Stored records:
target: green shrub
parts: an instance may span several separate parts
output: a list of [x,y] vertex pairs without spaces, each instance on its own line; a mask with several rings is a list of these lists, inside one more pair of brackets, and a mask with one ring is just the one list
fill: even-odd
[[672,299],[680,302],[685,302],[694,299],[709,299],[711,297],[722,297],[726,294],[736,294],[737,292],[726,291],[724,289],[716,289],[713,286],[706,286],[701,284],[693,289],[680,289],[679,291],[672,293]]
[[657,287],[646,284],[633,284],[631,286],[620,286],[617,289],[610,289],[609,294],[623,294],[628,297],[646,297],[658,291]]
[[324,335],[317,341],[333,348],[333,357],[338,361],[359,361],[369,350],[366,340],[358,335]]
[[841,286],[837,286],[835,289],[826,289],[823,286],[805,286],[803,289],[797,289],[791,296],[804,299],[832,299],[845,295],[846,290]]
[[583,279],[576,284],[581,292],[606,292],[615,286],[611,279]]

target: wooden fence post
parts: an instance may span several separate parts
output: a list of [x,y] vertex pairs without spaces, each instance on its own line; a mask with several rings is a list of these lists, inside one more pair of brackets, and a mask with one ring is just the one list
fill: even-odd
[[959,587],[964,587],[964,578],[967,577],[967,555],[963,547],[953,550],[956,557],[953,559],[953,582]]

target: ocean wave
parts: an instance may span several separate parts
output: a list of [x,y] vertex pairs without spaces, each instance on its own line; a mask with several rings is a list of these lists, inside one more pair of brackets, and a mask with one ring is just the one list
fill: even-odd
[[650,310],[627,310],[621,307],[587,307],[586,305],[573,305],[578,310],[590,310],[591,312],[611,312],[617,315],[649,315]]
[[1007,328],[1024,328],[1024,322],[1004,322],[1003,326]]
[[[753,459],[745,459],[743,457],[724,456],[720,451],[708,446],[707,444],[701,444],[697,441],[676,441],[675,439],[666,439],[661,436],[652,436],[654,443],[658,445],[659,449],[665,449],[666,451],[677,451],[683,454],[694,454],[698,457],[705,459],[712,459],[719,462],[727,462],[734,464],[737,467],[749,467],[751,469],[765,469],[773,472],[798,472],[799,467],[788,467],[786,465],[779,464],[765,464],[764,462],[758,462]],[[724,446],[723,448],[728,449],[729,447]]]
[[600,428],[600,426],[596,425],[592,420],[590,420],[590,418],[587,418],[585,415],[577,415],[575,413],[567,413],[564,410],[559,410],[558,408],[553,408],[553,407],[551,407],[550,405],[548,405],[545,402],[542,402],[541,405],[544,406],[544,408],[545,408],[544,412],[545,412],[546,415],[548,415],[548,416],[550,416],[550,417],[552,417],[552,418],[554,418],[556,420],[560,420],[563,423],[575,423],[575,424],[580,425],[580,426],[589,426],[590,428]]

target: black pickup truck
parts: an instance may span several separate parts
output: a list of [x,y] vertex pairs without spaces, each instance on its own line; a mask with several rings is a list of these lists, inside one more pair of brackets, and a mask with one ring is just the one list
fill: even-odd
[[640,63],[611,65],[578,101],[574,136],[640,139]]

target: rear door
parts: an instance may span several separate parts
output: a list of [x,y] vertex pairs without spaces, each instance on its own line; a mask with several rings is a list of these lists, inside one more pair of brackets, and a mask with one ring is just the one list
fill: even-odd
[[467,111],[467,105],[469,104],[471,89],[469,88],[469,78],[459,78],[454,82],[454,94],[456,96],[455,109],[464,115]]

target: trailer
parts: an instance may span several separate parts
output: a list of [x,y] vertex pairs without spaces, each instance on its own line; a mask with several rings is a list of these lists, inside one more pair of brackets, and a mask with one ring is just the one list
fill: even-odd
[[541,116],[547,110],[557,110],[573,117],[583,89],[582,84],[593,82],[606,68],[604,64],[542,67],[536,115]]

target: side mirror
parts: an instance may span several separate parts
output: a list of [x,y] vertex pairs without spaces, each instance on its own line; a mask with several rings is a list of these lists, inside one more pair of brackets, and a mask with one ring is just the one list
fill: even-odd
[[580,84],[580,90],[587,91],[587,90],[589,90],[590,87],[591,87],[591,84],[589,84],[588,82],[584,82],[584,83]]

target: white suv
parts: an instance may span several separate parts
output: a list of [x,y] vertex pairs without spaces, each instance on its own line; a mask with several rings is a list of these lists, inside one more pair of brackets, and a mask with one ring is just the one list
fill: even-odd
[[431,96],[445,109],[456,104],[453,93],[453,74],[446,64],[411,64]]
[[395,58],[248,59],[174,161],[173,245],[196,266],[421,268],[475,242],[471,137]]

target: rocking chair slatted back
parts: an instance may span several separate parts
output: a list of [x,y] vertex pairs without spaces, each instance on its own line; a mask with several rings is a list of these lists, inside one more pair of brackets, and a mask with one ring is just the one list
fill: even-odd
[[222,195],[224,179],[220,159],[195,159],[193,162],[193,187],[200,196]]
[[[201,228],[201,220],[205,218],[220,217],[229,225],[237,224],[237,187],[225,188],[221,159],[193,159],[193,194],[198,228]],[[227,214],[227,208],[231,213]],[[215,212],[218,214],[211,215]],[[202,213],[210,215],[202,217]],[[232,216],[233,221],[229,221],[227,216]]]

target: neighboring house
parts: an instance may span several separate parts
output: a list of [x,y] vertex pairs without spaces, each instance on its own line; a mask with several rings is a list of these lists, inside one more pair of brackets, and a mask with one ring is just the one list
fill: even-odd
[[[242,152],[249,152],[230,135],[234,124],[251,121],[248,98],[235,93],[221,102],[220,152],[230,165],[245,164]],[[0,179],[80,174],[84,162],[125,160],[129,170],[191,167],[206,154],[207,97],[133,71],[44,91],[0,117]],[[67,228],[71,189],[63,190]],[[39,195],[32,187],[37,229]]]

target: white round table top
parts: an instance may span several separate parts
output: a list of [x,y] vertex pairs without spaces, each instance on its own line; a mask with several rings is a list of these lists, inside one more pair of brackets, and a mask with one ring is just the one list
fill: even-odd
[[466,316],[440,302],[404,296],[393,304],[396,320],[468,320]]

→ **Task to complete**
Answer with a single number, the count of lines in the data that contain "white".

→ **Response for this exercise**
2